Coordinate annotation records
::::

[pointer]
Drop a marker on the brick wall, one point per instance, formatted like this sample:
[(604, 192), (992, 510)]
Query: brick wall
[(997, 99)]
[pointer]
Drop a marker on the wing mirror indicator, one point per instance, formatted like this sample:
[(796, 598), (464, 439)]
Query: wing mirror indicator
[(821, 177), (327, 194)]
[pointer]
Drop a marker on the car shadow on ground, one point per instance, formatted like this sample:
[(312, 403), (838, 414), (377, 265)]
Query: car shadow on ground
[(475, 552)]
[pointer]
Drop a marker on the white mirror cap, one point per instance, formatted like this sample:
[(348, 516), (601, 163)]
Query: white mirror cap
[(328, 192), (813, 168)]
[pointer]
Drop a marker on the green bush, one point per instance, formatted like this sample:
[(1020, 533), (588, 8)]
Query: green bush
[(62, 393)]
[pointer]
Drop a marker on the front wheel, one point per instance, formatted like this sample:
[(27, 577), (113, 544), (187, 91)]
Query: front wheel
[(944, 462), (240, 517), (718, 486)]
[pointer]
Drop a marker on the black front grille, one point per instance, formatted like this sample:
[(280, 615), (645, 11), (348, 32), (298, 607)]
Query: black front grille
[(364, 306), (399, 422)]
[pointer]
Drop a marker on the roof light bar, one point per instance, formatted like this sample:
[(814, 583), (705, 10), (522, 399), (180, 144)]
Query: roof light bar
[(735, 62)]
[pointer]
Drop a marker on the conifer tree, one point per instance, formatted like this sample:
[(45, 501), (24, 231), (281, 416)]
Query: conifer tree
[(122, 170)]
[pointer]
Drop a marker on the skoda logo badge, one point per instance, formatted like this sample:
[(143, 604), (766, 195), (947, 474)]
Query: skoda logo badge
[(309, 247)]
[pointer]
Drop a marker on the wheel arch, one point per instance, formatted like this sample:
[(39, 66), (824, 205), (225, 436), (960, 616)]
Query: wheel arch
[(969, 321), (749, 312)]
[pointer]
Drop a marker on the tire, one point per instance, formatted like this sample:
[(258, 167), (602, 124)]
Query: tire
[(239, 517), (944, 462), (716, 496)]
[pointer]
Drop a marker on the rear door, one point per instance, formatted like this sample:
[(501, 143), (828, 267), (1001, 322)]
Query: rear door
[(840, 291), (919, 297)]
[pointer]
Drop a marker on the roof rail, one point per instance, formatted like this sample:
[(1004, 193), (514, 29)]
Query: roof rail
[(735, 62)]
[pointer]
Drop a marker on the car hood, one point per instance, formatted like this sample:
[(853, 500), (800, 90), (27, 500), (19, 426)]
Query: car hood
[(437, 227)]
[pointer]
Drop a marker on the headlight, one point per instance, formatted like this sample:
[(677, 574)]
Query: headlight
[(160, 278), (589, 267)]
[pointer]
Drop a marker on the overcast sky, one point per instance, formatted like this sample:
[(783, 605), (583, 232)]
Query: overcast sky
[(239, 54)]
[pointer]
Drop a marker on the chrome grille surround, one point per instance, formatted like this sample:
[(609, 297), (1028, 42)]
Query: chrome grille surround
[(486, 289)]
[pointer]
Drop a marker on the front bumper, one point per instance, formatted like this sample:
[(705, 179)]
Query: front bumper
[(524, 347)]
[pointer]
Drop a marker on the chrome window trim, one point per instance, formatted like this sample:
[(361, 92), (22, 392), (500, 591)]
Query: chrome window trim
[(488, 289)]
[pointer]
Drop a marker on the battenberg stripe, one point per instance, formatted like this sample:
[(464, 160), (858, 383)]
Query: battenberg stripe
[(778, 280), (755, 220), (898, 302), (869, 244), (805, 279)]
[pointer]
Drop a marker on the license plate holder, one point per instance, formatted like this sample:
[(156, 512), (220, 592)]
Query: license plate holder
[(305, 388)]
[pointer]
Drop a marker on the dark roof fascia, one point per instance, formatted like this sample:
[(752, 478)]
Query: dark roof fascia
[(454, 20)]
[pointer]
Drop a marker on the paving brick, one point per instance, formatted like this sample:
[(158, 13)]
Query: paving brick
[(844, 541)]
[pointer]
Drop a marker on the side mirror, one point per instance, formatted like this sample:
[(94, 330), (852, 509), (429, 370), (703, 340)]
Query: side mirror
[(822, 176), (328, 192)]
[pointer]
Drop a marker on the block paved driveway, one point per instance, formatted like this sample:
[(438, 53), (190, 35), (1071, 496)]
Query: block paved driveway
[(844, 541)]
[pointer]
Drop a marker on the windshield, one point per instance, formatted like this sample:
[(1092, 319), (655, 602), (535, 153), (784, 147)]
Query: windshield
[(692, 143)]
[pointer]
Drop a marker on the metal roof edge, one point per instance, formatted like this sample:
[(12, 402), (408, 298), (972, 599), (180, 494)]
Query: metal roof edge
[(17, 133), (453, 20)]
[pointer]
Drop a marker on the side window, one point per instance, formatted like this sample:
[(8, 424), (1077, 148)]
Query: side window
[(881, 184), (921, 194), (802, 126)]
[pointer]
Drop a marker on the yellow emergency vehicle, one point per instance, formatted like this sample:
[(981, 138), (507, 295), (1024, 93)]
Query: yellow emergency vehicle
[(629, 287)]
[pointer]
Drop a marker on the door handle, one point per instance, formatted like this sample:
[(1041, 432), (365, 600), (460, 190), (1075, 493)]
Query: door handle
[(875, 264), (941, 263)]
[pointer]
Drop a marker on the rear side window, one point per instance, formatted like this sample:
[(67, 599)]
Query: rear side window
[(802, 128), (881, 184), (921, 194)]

::::

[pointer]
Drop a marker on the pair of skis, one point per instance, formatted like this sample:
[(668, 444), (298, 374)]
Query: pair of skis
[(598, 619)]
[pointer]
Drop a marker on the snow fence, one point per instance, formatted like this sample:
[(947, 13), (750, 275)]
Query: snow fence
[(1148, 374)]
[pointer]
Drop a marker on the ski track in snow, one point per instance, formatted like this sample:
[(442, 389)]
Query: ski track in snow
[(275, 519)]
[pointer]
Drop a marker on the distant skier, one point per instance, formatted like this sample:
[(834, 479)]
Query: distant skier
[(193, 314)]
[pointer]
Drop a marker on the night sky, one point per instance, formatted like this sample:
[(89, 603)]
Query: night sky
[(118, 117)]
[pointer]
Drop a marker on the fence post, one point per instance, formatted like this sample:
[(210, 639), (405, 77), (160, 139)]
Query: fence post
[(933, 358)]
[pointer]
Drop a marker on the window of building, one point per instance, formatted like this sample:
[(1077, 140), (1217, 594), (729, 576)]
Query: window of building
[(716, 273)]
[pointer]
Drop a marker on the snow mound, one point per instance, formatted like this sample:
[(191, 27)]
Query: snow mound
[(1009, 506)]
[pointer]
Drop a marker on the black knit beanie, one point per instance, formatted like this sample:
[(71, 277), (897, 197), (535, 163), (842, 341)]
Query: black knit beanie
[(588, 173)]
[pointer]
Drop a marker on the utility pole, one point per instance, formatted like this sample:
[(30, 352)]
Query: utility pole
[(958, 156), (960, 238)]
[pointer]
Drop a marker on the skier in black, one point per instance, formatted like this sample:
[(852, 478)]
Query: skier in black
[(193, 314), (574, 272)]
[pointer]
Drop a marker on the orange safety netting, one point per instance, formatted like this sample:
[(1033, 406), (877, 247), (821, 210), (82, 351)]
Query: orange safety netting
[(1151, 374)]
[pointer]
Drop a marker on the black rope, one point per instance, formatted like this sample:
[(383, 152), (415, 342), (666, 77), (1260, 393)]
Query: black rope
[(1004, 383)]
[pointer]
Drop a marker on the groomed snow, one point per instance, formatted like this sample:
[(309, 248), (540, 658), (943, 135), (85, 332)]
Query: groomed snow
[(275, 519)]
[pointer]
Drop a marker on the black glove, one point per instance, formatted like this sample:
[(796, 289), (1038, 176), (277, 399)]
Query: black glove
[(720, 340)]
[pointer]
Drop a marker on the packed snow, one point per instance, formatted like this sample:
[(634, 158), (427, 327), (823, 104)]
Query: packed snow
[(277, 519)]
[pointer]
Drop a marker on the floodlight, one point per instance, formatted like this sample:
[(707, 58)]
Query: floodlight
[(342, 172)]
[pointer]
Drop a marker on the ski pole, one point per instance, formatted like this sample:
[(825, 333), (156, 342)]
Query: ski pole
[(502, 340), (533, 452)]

::::

WORK TO DO:
State how many lines of the rows above contain the string "mound", giving only the number.

FINAL RESULT:
2